Quoted passage:
━━━━━━━━━━

Electronic – How to check the power output of home amplifier speaker terminals

amplifiermultimeterspeakerstesting

I recently bought a Sony STR-DH800 from eBay and to cut a long story short I'm getting different volume levels using the same speakers across the various speaker terminals.

I have a multimeter and I was wondering if there is a way I can check the output from each speaker terminal so that I can do a comparisons.

The amplifier has a bi-amp feature to allow you to connect the Front A and Front B speaker terminals into a single pair of speakers. However, if you decide not to use the bi-amp you can use Front A and Front B speaker terminals independently to drive two pairs of stereo speakers. This then gives you three modes from a button on the front of the unit to change the speaker configuration:-

  1. SP A
  2. SP B
  3. SP A+B

Sadly the Front A speakers terminals are extremely quiet compared to Front B. I'm not here to further diagnose why it's quiet or whether I've configured something wrong as I've already done all of that, I just need some readings so that I can prove that there is something electrically wrong the amp and try and get my money back or get it repaired.

UPDATE
I connected the two pairs of speakers to the Front B terminals and it drove all 4 speakers at full volume. From a good judgement I would say I was over 90dB. But there is something wrong here as I haven't set the Surround Back (aka Front B) terminals to bi-amp. In fact there doesn't seem to be any difference setting Front B or bi-amp.

━━━━━━━━━━

Data supplied:
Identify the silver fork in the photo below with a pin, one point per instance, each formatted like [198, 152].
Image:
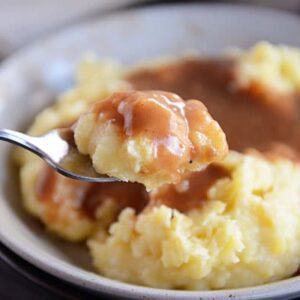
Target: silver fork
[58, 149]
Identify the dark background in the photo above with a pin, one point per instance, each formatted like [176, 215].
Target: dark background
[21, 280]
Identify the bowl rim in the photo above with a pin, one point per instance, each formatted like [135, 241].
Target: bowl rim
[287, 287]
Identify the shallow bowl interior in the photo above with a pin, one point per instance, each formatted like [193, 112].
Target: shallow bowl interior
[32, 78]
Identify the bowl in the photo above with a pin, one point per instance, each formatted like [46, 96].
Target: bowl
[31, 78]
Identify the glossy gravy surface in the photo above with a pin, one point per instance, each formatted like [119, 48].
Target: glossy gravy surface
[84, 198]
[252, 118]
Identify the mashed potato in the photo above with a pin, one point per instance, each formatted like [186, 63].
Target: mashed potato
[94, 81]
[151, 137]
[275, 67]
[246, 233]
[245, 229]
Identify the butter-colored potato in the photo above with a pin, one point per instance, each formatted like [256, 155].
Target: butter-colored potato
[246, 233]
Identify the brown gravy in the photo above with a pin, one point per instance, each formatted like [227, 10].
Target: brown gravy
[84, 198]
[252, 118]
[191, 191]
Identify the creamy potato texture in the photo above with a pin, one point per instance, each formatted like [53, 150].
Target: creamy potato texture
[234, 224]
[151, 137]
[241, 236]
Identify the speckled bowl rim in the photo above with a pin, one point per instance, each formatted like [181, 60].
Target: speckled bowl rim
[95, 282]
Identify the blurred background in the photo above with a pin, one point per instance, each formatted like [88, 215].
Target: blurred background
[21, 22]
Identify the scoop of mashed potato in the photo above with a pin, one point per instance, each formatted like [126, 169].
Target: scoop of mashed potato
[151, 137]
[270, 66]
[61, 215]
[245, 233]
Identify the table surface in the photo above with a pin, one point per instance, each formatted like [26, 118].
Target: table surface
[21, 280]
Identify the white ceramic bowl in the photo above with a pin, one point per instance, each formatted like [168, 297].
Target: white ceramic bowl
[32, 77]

━━━━━━━━━━

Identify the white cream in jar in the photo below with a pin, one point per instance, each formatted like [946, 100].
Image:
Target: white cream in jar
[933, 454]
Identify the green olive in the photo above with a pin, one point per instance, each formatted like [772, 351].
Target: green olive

━━━━━━━━━━

Study questions:
A. Answer these questions from the amplifier question:
(i) Which amplifier model did the writer buy, and from where?
(ii) Which set of speaker terminals is described as extremely quiet?
(iii) In the update, how loud does the writer judge the four speakers to be?
B. Rewrite the amplifier question starting with "I recently bought" and going on through "various speaker terminals.", replacing "eBay" with "a second-hand shop".
C. List the speaker configuration modes that the amplifier question says the front button selects.

Solutions to the exercise:
A.
(i) A Sony STR-DH800, bought from eBay.
(ii) The Front A speaker terminals.
(iii) Over 90dB.

B.
I recently bought a Sony STR-DH800 from a second-hand shop and to cut a long story short I'm getting different volume levels using the same speakers across the various speaker terminals.

C.
SP A
SP B
SP A+B